Provided text:

◆ ◆ ◆

I recently read a great meme on the internet that said “Mom, can we go out for dinner yet? I’m sick of eating groceries for dinner!” It made me chuckle. I laughed because I could relate to this on so many levels. I long for the day that I do not have to wear a mask to the grocery store or clean every single grocery item before it comes into my house. It still seems so foreign, yet my “new normal” now. It only takes 21 days to change a habit and it been more than 21 days since we began our “new normal.” Habit changed. A new behavior has replaced the old.
In my most recent blog I discussed ways to find your JOY again. It was full of ideas of ways to look at the cup “half full.” Ways to be creative with what you have got. In this blog I hope you go from finding your joy to digging a little deeper and finding PEACE with the situation we are ALL currently in.
Unfortunately, this is what we have been handed. Avoiding it is just not possible. So, we must embrace it. Many people are expressing feelings of being overwhelmed and anxious during this pandemic. We find ourselves out of routine and struggling within our new routine. We miss our friends, our family, our sporting events and community outings. We are suddenly asked to be teachers and caregivers. Work may be the same, completely different, or you may not be even working at all. And what about a paycheck? Will I get one? Will I make enough money to pay the bills? Will unemployment answer the phone today? You may even find yourself crying everyday…
We did not choose this. This is not fair. Uncertainty and fear become prominent emotions. Finding peace is easier said than done.
Guess what? YOU ARE NOT ALONE. Read it again. You are not alone. Everyone is feeling this in some sort of manner. Some are struggling more than others, but I promise you, everyone is feeling something. So how do we find that peace? How do we embrace our “new normal?”
I wish I could wave a magic wand, bop you on the top of your head ever so slightly and say, “now you have peace.” Unfortunately, I do not have a magic wand. But I do have a couple of suggestions to help you get through this.
- Reach out to your family and friends. Pick up the phone and make an “old school” phone call. Go ahead and vent! Let it all out. I am sure the person on the other end of the line can relate.
- Use some sort of platform, such as Zoom, to visually see and talk to a group of friends or family. Maybe even have a glass of wine while you are doing it! Wink! Wink!
- Go for a walk. Get some fresh air and Vitamin D. Clear your mind and re-focus on what you do have, not what has been taken away from you.
- Exercise. Exercise. There is a tremendous amount of research that proves exercising is an anti-depressant. It will make you feel better to get up and move.
- Find peace through other avenues such as churches, on-line self-help apps/internet sites, or books.
- Uncover an old hobby you use to love and never had time to do because you were so busy, or find a new one! Maybe there was something out there you have always wanted to try! Go for it!
- Take a nap. Sleep, for the love of goodness, sleep. It is okay, and essential for your mental health!
- Eat healthy. Proper nutrition is crucial. Do not fall into the category of “Quarantine 50!”.
Doing some, if not all these things will not only help you feel “normal” again, but it should help you find peace in your life. So, close your eyes, take a deep breath and open your eyes with a new perspective on life. Fall in love with your “new normal” and find peace, my friend.

◆ ◆ ◆

Things to do:
1. In the blog post about finding peace, why does the writer suggest exercise?
2. Transcribe the blog post about finding peace word for word, everything from "- Exercise. Exercise." down to "try! Go for it!".

Provided information:
◆ ◆ ◆

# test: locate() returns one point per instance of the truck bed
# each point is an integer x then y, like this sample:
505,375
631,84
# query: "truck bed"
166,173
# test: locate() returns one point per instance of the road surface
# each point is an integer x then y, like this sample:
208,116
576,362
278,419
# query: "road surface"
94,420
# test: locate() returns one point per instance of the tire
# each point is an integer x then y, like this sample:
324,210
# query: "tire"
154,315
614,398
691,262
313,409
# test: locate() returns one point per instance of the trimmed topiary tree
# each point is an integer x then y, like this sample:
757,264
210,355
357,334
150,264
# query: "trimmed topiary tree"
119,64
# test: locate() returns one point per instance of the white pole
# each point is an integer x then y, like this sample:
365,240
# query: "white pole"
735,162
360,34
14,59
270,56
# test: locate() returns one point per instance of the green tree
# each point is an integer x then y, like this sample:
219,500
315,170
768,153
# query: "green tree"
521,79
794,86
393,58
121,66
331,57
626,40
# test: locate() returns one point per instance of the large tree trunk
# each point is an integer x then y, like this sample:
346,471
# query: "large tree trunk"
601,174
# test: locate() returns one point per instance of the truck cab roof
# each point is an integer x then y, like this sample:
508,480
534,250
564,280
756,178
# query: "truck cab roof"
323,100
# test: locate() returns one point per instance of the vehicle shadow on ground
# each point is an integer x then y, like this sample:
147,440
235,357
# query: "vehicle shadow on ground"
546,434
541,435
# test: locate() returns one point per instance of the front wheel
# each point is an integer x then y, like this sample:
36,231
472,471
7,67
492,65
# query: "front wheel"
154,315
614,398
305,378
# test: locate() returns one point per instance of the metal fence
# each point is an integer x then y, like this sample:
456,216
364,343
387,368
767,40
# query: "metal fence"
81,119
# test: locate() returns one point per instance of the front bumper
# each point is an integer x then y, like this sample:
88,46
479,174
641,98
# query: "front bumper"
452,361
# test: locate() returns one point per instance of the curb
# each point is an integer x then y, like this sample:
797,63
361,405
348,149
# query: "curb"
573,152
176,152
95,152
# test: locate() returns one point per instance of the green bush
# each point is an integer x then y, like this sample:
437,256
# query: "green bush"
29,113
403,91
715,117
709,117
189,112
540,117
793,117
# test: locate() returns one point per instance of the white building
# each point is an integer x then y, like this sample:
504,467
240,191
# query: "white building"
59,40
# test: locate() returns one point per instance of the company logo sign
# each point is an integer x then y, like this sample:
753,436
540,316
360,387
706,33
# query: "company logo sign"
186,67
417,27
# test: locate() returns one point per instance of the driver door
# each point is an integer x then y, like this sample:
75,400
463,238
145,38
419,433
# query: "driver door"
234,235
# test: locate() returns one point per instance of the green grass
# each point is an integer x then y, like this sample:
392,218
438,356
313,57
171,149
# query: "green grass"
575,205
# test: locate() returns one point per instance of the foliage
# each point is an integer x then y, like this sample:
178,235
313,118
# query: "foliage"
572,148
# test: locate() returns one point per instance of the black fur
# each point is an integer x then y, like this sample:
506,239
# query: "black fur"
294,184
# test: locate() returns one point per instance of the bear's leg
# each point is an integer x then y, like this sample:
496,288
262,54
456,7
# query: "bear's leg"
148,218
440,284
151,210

◆ ◆ ◆

Completed exercise:
1. The writer says a great deal of research proves that exercising works as an anti-depressant, and that getting up and moving will make you feel better.

2.
- Exercise. Exercise. There is a tremendous amount of research that proves exercising is an anti-depressant. It will make you feel better to get up and move.
- Find peace through other avenues such as churches, on-line self-help apps/internet sites, or books.
- Uncover an old hobby you use to love and never had time to do because you were so busy, or find a new one! Maybe there was something out there you have always wanted to try! Go for it!